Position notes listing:
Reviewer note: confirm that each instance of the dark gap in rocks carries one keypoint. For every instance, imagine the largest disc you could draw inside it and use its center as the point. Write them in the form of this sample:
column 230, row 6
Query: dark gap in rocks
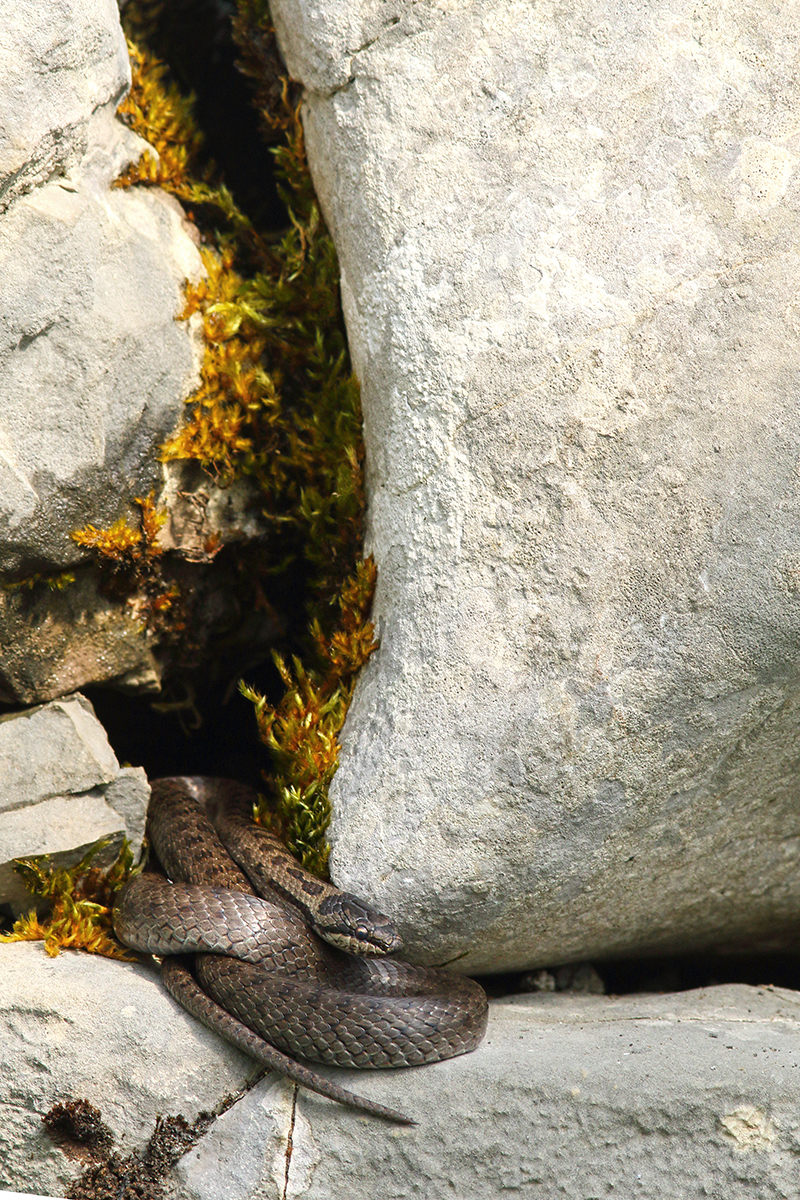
column 653, row 975
column 194, row 39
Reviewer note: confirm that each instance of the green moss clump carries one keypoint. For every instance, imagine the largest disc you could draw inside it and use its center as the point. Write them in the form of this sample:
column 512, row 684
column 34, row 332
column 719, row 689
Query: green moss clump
column 82, row 898
column 277, row 405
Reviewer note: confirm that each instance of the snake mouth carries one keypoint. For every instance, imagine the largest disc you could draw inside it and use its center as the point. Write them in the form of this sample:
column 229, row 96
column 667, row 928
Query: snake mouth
column 349, row 924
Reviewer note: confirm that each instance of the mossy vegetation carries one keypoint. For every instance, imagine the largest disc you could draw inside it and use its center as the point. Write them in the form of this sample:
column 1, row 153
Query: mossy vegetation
column 82, row 898
column 277, row 406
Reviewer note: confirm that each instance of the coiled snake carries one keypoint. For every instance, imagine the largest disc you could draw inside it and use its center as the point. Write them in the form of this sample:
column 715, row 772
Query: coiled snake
column 260, row 976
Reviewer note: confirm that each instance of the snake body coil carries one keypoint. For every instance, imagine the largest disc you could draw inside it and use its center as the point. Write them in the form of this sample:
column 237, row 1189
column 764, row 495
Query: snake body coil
column 263, row 978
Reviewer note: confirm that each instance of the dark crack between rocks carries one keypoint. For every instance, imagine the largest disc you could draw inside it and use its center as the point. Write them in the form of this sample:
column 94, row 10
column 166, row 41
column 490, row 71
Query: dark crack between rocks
column 290, row 1143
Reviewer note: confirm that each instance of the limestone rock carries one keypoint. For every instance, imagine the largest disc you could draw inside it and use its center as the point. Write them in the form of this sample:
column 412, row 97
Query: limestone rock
column 54, row 641
column 94, row 367
column 56, row 66
column 575, row 1097
column 570, row 250
column 61, row 789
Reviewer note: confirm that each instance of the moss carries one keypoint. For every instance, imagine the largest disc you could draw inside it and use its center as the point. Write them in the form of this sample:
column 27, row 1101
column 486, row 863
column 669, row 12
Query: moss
column 82, row 898
column 277, row 405
column 302, row 730
column 53, row 582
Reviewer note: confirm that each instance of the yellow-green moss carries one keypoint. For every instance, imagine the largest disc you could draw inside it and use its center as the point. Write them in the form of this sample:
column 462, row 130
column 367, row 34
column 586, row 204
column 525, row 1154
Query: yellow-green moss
column 277, row 405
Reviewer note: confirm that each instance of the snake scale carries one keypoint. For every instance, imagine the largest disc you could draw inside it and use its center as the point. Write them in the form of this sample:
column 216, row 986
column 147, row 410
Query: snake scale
column 254, row 967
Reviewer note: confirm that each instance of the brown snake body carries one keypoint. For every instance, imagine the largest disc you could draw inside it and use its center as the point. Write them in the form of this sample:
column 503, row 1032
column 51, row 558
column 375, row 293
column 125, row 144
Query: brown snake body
column 263, row 978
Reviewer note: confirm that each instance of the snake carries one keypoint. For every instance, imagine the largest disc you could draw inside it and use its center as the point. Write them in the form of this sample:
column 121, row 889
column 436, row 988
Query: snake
column 277, row 961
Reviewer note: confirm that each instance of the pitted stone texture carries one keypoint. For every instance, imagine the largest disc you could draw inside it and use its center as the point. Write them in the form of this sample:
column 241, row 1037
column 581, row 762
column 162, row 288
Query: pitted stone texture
column 570, row 244
column 56, row 749
column 84, row 1027
column 59, row 63
column 671, row 1096
column 61, row 790
column 94, row 367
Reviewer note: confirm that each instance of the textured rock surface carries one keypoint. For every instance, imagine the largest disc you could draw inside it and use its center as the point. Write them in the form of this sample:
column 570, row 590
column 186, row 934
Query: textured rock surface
column 570, row 246
column 653, row 1096
column 83, row 1027
column 56, row 65
column 691, row 1093
column 61, row 789
column 94, row 367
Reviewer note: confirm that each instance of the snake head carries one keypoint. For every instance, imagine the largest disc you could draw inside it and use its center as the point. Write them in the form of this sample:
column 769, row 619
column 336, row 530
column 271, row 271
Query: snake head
column 349, row 924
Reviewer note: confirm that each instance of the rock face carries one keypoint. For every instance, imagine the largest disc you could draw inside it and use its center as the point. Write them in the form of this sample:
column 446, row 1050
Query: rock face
column 61, row 789
column 94, row 367
column 570, row 245
column 83, row 1027
column 661, row 1096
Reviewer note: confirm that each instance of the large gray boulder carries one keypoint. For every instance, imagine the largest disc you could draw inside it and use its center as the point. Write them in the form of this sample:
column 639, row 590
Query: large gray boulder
column 666, row 1096
column 570, row 249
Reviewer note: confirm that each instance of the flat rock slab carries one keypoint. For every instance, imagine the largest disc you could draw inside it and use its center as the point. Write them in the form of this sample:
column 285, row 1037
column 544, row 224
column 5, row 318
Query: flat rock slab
column 685, row 1095
column 570, row 250
column 61, row 790
column 84, row 1027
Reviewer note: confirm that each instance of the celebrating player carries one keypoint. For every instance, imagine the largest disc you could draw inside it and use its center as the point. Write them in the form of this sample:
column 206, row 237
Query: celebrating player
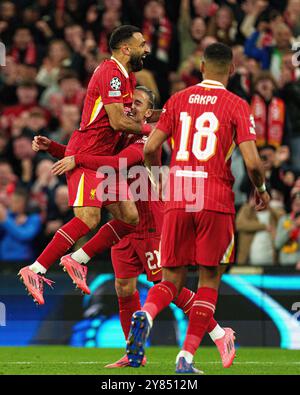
column 206, row 121
column 109, row 97
column 139, row 251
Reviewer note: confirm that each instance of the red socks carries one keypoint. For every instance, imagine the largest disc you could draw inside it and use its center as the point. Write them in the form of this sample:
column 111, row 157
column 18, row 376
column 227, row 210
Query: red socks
column 127, row 306
column 108, row 235
column 62, row 241
column 159, row 297
column 185, row 300
column 211, row 326
column 200, row 316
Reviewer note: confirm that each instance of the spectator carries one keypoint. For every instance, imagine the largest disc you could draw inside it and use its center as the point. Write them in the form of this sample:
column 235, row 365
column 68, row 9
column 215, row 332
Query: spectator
column 241, row 82
column 3, row 146
column 60, row 213
column 58, row 56
column 256, row 232
column 27, row 94
column 275, row 163
column 287, row 239
column 68, row 91
column 18, row 229
column 25, row 159
column 24, row 49
column 190, row 69
column 44, row 187
column 269, row 112
column 8, row 20
column 269, row 54
column 110, row 20
column 8, row 83
column 223, row 26
column 191, row 31
column 161, row 35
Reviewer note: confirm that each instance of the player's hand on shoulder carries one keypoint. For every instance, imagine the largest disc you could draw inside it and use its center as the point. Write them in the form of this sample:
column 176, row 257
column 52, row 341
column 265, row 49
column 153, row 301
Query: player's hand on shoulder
column 62, row 166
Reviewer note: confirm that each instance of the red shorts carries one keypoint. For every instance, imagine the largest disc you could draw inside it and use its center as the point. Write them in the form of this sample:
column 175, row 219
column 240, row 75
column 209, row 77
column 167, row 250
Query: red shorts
column 131, row 257
column 197, row 238
column 85, row 189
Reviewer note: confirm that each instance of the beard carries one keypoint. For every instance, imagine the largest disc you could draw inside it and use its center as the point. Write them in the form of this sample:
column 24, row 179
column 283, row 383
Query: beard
column 136, row 62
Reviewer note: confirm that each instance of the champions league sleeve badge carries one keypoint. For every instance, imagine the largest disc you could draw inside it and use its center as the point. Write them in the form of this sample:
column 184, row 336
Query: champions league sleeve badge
column 115, row 83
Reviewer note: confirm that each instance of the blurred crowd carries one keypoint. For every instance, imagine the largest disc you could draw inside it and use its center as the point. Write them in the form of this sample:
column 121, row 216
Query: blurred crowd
column 53, row 47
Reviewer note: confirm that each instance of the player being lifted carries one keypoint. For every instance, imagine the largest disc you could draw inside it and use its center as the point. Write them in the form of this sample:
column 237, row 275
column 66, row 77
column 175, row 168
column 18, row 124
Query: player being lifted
column 206, row 121
column 139, row 251
column 108, row 98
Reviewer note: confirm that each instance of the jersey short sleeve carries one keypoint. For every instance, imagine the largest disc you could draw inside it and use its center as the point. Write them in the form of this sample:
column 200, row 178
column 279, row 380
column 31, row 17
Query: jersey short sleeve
column 165, row 123
column 111, row 83
column 243, row 122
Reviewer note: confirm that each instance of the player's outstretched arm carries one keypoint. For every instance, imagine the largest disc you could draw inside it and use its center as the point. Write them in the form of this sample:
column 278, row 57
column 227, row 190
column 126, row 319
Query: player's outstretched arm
column 152, row 148
column 256, row 172
column 119, row 121
column 128, row 157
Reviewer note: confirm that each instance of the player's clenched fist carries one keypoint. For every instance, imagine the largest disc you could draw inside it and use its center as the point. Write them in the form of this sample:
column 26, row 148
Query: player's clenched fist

_DIRECTIONS_
Put the lines of the listing above into a Markdown table with the columns No. and Text. Start at the top and go through the line with "column 194, row 39", skipping blank lines and leaving the pictures out.

_COMPLETED TASK_
| No. | Text |
|---|---|
| 1 | Reviewer note: confirm that each instance of the dark gap in rocks carries one keypoint. For every instance, imagine the largest disc you could draw inside it and use its center as the point. Write them in the form of this sample: |
| 2 | column 230, row 6 |
| 3 | Query: dark gap in rocks |
| 4 | column 653, row 975 |
| 5 | column 194, row 39 |